■ Written problem
Render every line of the data below as a Markdown table with the columns "Row" and "Data line", skipping blank lines. Leave the pictures out.

Dataset entries
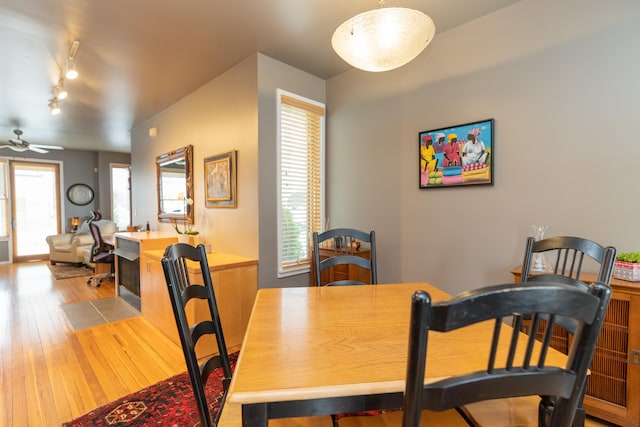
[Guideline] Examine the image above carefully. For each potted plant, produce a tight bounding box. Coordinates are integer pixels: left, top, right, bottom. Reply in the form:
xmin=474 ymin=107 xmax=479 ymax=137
xmin=613 ymin=252 xmax=640 ymax=282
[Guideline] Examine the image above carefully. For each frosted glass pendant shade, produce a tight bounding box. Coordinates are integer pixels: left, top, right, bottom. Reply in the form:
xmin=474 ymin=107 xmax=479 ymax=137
xmin=331 ymin=7 xmax=436 ymax=72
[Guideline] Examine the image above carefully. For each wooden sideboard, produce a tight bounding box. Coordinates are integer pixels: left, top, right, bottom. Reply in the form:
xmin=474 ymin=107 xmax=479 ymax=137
xmin=511 ymin=266 xmax=640 ymax=427
xmin=309 ymin=247 xmax=371 ymax=286
xmin=140 ymin=250 xmax=258 ymax=357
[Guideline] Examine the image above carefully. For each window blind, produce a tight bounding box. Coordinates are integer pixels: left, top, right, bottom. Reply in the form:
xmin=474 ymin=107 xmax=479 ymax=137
xmin=279 ymin=94 xmax=325 ymax=275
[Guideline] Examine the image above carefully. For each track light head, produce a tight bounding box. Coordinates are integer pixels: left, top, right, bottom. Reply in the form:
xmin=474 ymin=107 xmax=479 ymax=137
xmin=65 ymin=60 xmax=78 ymax=80
xmin=49 ymin=98 xmax=62 ymax=116
xmin=53 ymin=80 xmax=69 ymax=101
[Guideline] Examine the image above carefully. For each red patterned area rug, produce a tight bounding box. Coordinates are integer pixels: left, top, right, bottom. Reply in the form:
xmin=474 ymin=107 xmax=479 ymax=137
xmin=62 ymin=353 xmax=238 ymax=427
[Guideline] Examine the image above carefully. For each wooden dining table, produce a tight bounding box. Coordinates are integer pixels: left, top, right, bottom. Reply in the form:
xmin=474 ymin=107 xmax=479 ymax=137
xmin=227 ymin=283 xmax=567 ymax=427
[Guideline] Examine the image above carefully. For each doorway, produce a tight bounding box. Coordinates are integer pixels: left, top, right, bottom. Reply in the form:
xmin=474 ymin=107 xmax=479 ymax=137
xmin=9 ymin=160 xmax=60 ymax=262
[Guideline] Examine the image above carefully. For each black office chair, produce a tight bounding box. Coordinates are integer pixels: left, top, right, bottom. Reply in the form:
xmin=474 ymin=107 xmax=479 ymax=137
xmin=341 ymin=278 xmax=611 ymax=427
xmin=87 ymin=211 xmax=115 ymax=287
xmin=312 ymin=228 xmax=378 ymax=286
xmin=162 ymin=243 xmax=232 ymax=426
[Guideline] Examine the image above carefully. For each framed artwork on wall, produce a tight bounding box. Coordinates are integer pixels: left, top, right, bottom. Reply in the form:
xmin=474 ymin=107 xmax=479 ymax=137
xmin=418 ymin=119 xmax=495 ymax=189
xmin=204 ymin=150 xmax=238 ymax=208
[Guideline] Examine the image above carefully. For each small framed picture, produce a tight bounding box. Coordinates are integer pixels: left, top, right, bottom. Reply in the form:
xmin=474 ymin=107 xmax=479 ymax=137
xmin=418 ymin=119 xmax=495 ymax=189
xmin=204 ymin=150 xmax=238 ymax=208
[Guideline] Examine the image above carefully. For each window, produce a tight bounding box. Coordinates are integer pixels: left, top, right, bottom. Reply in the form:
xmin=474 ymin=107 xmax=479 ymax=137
xmin=111 ymin=164 xmax=131 ymax=230
xmin=278 ymin=90 xmax=325 ymax=277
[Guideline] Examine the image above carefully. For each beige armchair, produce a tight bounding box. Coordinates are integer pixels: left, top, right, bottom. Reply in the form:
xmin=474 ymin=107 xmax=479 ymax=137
xmin=46 ymin=219 xmax=118 ymax=265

■ Result of the exercise
| Row | Data line |
|---|---|
| 1 | [Guideline] Examine the image above carefully. For each potted plant, produce a tight bounding box. Coordinates are integer pixels: left, top, right, bottom. Reply in the form: |
| 2 | xmin=474 ymin=107 xmax=479 ymax=137 |
| 3 | xmin=613 ymin=252 xmax=640 ymax=282 |
| 4 | [Guideline] Examine the image above carefully. For each frosted glass pendant shade, produce a tight bounding box. Coordinates are integer pixels: left, top, right, bottom. Reply in the form: |
| 5 | xmin=474 ymin=107 xmax=479 ymax=137 |
| 6 | xmin=331 ymin=7 xmax=436 ymax=72 |
| 7 | [Guideline] Examine the image above carefully. For each wooden sideboard, produce a tight bounding box. Coordinates are integer pixels: left, top, right, bottom. Reply in the form: |
| 8 | xmin=474 ymin=107 xmax=479 ymax=137 |
| 9 | xmin=511 ymin=266 xmax=640 ymax=427 |
| 10 | xmin=309 ymin=247 xmax=371 ymax=286 |
| 11 | xmin=140 ymin=250 xmax=258 ymax=357 |
| 12 | [Guideline] Examine the image above carefully. For each window blind, produce a tight bounding box. Coordinates are integer pixels: left, top, right, bottom. Reply in the form: |
| 13 | xmin=474 ymin=107 xmax=479 ymax=137 |
| 14 | xmin=279 ymin=94 xmax=325 ymax=275 |
| 15 | [Guideline] Examine the image above carefully. For each track light head, produce a tight bounding box. Coordinates are integer pixels: left, top, right, bottom. Reply in the form: |
| 16 | xmin=474 ymin=107 xmax=479 ymax=137 |
| 17 | xmin=65 ymin=60 xmax=78 ymax=80 |
| 18 | xmin=49 ymin=98 xmax=62 ymax=116 |
| 19 | xmin=53 ymin=80 xmax=69 ymax=101 |
| 20 | [Guideline] Examine the image above carefully. For each red patterned area rug, produce a tight bounding box. Coordinates are integer pixels: left, top, right, bottom. Reply in the form: |
| 21 | xmin=474 ymin=107 xmax=479 ymax=137 |
| 22 | xmin=62 ymin=353 xmax=238 ymax=427 |
| 23 | [Guideline] Examine the image above carefully. For each wooden dining table, produce a tight bounding box. Coordinates are integer pixels: left, top, right, bottom. Reply in the form: |
| 24 | xmin=474 ymin=107 xmax=479 ymax=137 |
| 25 | xmin=227 ymin=283 xmax=567 ymax=427 |
| 26 | [Guideline] Examine the image above carefully. For each doorway, produce a tight bounding box. Coordinates are integer pixels: left, top, right, bottom. Reply in the form: |
| 27 | xmin=474 ymin=107 xmax=479 ymax=137 |
| 28 | xmin=9 ymin=160 xmax=60 ymax=262 |
| 29 | [Guideline] Examine the image above carefully. For each black office chair, produce a tight bounding box. Coordinates are integer pixels: left, top, right, bottom. Reply in the form: |
| 30 | xmin=474 ymin=107 xmax=479 ymax=137 |
| 31 | xmin=341 ymin=278 xmax=611 ymax=427 |
| 32 | xmin=87 ymin=211 xmax=115 ymax=287 |
| 33 | xmin=312 ymin=228 xmax=378 ymax=286 |
| 34 | xmin=162 ymin=243 xmax=232 ymax=426 |
| 35 | [Guideline] Examine the image above carefully. For each framed artwork on wall, produce a tight bounding box. Coordinates are integer pixels: left, top, right, bottom. Reply in the form: |
| 36 | xmin=474 ymin=107 xmax=479 ymax=137 |
| 37 | xmin=418 ymin=119 xmax=495 ymax=189 |
| 38 | xmin=204 ymin=150 xmax=238 ymax=208 |
| 39 | [Guideline] Examine the image above carefully. For each small framed picture, produce a tight bounding box. Coordinates are integer pixels: left, top, right, bottom. Reply in the form: |
| 40 | xmin=474 ymin=107 xmax=479 ymax=137 |
| 41 | xmin=418 ymin=119 xmax=495 ymax=189 |
| 42 | xmin=204 ymin=150 xmax=238 ymax=208 |
| 43 | [Guideline] Examine the image above carefully. For each window, produce a tight bounding box. Coordinates are integer pixels: left, top, right, bottom. Reply in the form: |
| 44 | xmin=474 ymin=107 xmax=479 ymax=137 |
| 45 | xmin=111 ymin=164 xmax=131 ymax=230 |
| 46 | xmin=278 ymin=90 xmax=325 ymax=277 |
| 47 | [Guideline] Examine the image above carefully. For each beige armchair, produce a tight bounding box. Coordinates are integer pixels: left, top, right, bottom. Reply in the form: |
| 48 | xmin=474 ymin=107 xmax=479 ymax=137 |
| 49 | xmin=46 ymin=219 xmax=118 ymax=265 |